> _Exercise_: An exact copy of all the data is the required output.

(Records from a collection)
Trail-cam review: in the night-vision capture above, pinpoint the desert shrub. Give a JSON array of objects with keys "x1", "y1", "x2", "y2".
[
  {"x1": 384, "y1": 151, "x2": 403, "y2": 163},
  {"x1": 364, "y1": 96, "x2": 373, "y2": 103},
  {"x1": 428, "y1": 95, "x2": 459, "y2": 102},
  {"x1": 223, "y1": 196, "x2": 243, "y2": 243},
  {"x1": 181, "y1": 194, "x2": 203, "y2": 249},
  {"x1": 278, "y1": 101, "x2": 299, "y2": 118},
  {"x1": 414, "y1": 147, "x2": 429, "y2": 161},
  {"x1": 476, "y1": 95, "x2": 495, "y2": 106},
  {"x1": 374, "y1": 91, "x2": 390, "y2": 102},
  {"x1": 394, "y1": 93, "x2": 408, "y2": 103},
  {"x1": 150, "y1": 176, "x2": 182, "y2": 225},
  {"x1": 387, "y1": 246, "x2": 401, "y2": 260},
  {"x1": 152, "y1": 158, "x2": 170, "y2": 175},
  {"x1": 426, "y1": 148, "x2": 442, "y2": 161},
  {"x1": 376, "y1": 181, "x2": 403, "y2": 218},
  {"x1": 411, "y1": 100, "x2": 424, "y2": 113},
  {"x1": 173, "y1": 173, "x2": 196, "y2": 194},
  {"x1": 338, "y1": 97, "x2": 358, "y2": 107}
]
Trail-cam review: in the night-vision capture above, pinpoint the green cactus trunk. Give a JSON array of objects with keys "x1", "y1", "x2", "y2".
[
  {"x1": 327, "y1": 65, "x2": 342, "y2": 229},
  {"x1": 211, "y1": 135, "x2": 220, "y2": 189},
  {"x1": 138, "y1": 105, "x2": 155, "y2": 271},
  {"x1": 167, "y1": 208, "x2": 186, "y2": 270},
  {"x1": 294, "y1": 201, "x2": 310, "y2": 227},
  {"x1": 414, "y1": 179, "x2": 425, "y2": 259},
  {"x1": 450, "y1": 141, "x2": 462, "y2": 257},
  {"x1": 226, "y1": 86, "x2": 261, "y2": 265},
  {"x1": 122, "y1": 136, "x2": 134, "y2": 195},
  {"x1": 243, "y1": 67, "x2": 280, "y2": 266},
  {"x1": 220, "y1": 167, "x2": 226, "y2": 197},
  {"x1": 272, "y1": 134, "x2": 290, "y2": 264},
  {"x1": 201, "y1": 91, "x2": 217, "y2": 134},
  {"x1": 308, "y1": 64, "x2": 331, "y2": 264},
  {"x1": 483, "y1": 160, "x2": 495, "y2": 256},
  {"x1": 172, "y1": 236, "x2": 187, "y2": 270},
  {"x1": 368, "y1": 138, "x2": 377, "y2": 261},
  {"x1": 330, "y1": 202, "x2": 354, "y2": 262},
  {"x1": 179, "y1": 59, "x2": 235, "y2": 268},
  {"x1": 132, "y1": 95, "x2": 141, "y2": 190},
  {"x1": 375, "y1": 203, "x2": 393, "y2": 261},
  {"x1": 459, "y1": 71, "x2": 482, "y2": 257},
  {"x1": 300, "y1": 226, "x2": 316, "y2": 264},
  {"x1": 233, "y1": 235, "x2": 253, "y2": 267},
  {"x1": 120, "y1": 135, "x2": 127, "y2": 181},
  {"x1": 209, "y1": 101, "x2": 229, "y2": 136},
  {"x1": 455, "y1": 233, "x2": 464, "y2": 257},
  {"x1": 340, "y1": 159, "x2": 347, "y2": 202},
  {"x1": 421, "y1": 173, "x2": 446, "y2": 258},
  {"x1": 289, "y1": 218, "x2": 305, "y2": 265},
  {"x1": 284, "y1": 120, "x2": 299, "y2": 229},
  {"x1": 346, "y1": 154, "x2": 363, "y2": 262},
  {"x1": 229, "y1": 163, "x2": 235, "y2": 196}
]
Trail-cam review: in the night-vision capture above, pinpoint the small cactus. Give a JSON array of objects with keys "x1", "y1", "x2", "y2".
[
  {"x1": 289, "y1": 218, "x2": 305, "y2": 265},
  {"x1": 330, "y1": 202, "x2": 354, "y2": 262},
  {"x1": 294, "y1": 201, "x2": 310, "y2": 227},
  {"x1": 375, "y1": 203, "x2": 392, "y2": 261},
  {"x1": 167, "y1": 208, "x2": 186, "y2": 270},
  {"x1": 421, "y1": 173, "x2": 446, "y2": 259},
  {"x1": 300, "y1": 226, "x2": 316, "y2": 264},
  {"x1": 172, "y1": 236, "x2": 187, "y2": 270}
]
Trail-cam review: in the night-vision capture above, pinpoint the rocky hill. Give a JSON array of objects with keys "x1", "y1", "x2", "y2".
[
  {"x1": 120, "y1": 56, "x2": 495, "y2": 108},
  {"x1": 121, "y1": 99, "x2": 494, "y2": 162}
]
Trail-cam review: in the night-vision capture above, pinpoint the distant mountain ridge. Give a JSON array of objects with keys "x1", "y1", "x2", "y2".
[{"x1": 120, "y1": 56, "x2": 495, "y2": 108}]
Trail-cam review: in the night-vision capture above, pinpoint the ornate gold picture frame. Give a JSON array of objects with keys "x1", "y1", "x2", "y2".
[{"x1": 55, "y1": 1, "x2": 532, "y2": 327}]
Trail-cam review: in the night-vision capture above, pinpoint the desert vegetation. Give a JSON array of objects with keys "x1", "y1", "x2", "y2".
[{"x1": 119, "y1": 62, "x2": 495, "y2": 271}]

> _Written response_:
Trail-cam review: in the night-vision capture above, pinpoint the desert shrub. Give a JSON array of objects with keys "x1", "y1", "x2", "y2".
[
  {"x1": 384, "y1": 151, "x2": 403, "y2": 163},
  {"x1": 364, "y1": 96, "x2": 373, "y2": 103},
  {"x1": 428, "y1": 95, "x2": 459, "y2": 102},
  {"x1": 223, "y1": 196, "x2": 243, "y2": 243},
  {"x1": 181, "y1": 194, "x2": 203, "y2": 249},
  {"x1": 278, "y1": 101, "x2": 299, "y2": 118},
  {"x1": 414, "y1": 147, "x2": 429, "y2": 161},
  {"x1": 476, "y1": 95, "x2": 495, "y2": 106},
  {"x1": 374, "y1": 91, "x2": 390, "y2": 102},
  {"x1": 394, "y1": 93, "x2": 408, "y2": 103},
  {"x1": 150, "y1": 176, "x2": 182, "y2": 225},
  {"x1": 387, "y1": 246, "x2": 401, "y2": 260},
  {"x1": 152, "y1": 158, "x2": 170, "y2": 175},
  {"x1": 426, "y1": 148, "x2": 442, "y2": 161},
  {"x1": 376, "y1": 181, "x2": 403, "y2": 218},
  {"x1": 411, "y1": 100, "x2": 424, "y2": 113},
  {"x1": 173, "y1": 173, "x2": 196, "y2": 194},
  {"x1": 338, "y1": 97, "x2": 358, "y2": 107}
]
Trail-cam review: in the night-vision capture above, pinpoint the green cactus trunk. Give a JSON array of objects with keys "x1", "y1", "x2", "y2".
[
  {"x1": 327, "y1": 65, "x2": 342, "y2": 229},
  {"x1": 211, "y1": 135, "x2": 220, "y2": 189},
  {"x1": 138, "y1": 105, "x2": 155, "y2": 271},
  {"x1": 167, "y1": 208, "x2": 186, "y2": 270},
  {"x1": 294, "y1": 201, "x2": 310, "y2": 227},
  {"x1": 414, "y1": 179, "x2": 425, "y2": 259},
  {"x1": 450, "y1": 141, "x2": 462, "y2": 257},
  {"x1": 226, "y1": 86, "x2": 261, "y2": 265},
  {"x1": 122, "y1": 136, "x2": 134, "y2": 195},
  {"x1": 243, "y1": 67, "x2": 280, "y2": 266},
  {"x1": 220, "y1": 167, "x2": 226, "y2": 197},
  {"x1": 272, "y1": 134, "x2": 290, "y2": 264},
  {"x1": 201, "y1": 91, "x2": 217, "y2": 134},
  {"x1": 308, "y1": 64, "x2": 331, "y2": 264},
  {"x1": 483, "y1": 160, "x2": 495, "y2": 256},
  {"x1": 172, "y1": 236, "x2": 187, "y2": 270},
  {"x1": 368, "y1": 138, "x2": 377, "y2": 261},
  {"x1": 330, "y1": 202, "x2": 354, "y2": 262},
  {"x1": 179, "y1": 59, "x2": 235, "y2": 268},
  {"x1": 132, "y1": 95, "x2": 141, "y2": 190},
  {"x1": 375, "y1": 203, "x2": 393, "y2": 261},
  {"x1": 459, "y1": 71, "x2": 482, "y2": 257},
  {"x1": 300, "y1": 226, "x2": 316, "y2": 264},
  {"x1": 233, "y1": 235, "x2": 253, "y2": 267},
  {"x1": 120, "y1": 135, "x2": 127, "y2": 181},
  {"x1": 209, "y1": 101, "x2": 229, "y2": 136},
  {"x1": 455, "y1": 233, "x2": 464, "y2": 257},
  {"x1": 340, "y1": 159, "x2": 347, "y2": 202},
  {"x1": 421, "y1": 173, "x2": 446, "y2": 258},
  {"x1": 289, "y1": 218, "x2": 305, "y2": 265},
  {"x1": 284, "y1": 120, "x2": 299, "y2": 229},
  {"x1": 346, "y1": 154, "x2": 363, "y2": 262},
  {"x1": 229, "y1": 163, "x2": 235, "y2": 196}
]
Trail-cam review: in the night-vision capture above, pinpoint the small cactus. Give a JSON array of objects with keys "x1", "y1", "x2", "y2".
[
  {"x1": 289, "y1": 218, "x2": 305, "y2": 265},
  {"x1": 330, "y1": 202, "x2": 354, "y2": 262},
  {"x1": 294, "y1": 201, "x2": 310, "y2": 227},
  {"x1": 375, "y1": 203, "x2": 392, "y2": 261},
  {"x1": 167, "y1": 208, "x2": 186, "y2": 270},
  {"x1": 421, "y1": 173, "x2": 446, "y2": 259},
  {"x1": 300, "y1": 226, "x2": 316, "y2": 264},
  {"x1": 172, "y1": 236, "x2": 187, "y2": 270}
]
Trail-cam review: in the night-vision capture above, pinpoint the rocky hill. Give a JSON array of objects with keys "x1", "y1", "x2", "y2".
[
  {"x1": 120, "y1": 56, "x2": 495, "y2": 108},
  {"x1": 121, "y1": 99, "x2": 494, "y2": 162}
]
Trail-cam review: in the night-vision capture above, pinpoint the distant mountain ridge. Give a JSON array of objects with keys "x1", "y1", "x2", "y2".
[{"x1": 120, "y1": 56, "x2": 495, "y2": 108}]
Trail-cam review: in the night-vision capture above, pinpoint the ornate gold picture frame. Give a JSON array of objects with keys "x1", "y1", "x2", "y2".
[{"x1": 55, "y1": 1, "x2": 532, "y2": 327}]
Trail-cam review: in the night-vision capture above, pinpoint the desert vegetation. Give a JSON array of objects with keys "x1", "y1", "x2", "y2".
[{"x1": 119, "y1": 62, "x2": 495, "y2": 271}]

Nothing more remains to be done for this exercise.